* ACTIONS TO TAKE *
1) In the CHOP study text, transcribe everything from "This study seeks" down to "written feedback report.".
2) In the CHOP study text, how many visits to CHOP are participants in the Infant Brain Imaging Study asked to make?

##### STUDY TEXT

You and your child will make 2-4 visits to CHOP’s Robert’s Center for Pediatric Research. We will observe as you and your child play with various toys, puzzles, and interactive items such as bubbles and balloons. Caregivers will answer questions about their children’s development and past medical history. Using these observations and questionnaires, we will assess your child’s language, motor, and social development after your child starts to walk and again when he/she turns two. We will also provide an expert autism evaluation when your child turns two years old.

How will this help families?

Through measuring facial expression, movement, and infant-caregiver synchrony in very young children as a novel tool, we are working on earlier autism detection and developmental characterization.

We are one site as part of a nationwide study, the Infant Brain Imaging Study (IBIS). Our team develops and implements advanced neuroimaging methods and tools to study the structural and functional features of the brain, to better understand the neurobiology of autism.

What are the goals of the study?

This study seeks to understand the key differences and similarities in brain development between infants whose siblings do and do not have autism.

What will happen during the visit or online?

Participants will be asked to make 3 visits to CHOP over time to complete cognitive and behavioral testing and a non-invasive MRI. Participants will be compensated for their time and receive a written feedback report.

How will this help families?

We study brain structure and function that are thought to support skills and behaviors related to autism, including social communication, repetitive behaviors, and co-occurring conditions of anxiety, ADHD and language impairment.

What are the goals of the study?

##########
##### INFORMATION SHOWN

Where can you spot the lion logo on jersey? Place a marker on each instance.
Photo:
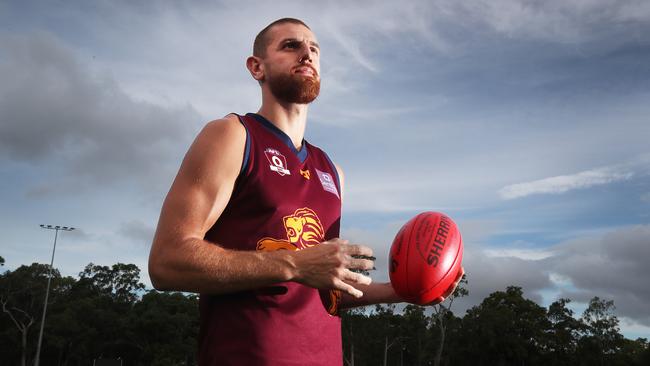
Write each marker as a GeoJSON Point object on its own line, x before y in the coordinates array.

##########

* ACTIVITY ANSWERS *
1)
This study seeks to understand the key differences and similarities in brain development between infants whose siblings do and do not have autism.

What will happen during the visit or online?

Participants will be asked to make 3 visits to CHOP over time to complete cognitive and behavioral testing and a non-invasive MRI. Participants will be compensated for their time and receive a written feedback report.

2) Three visits.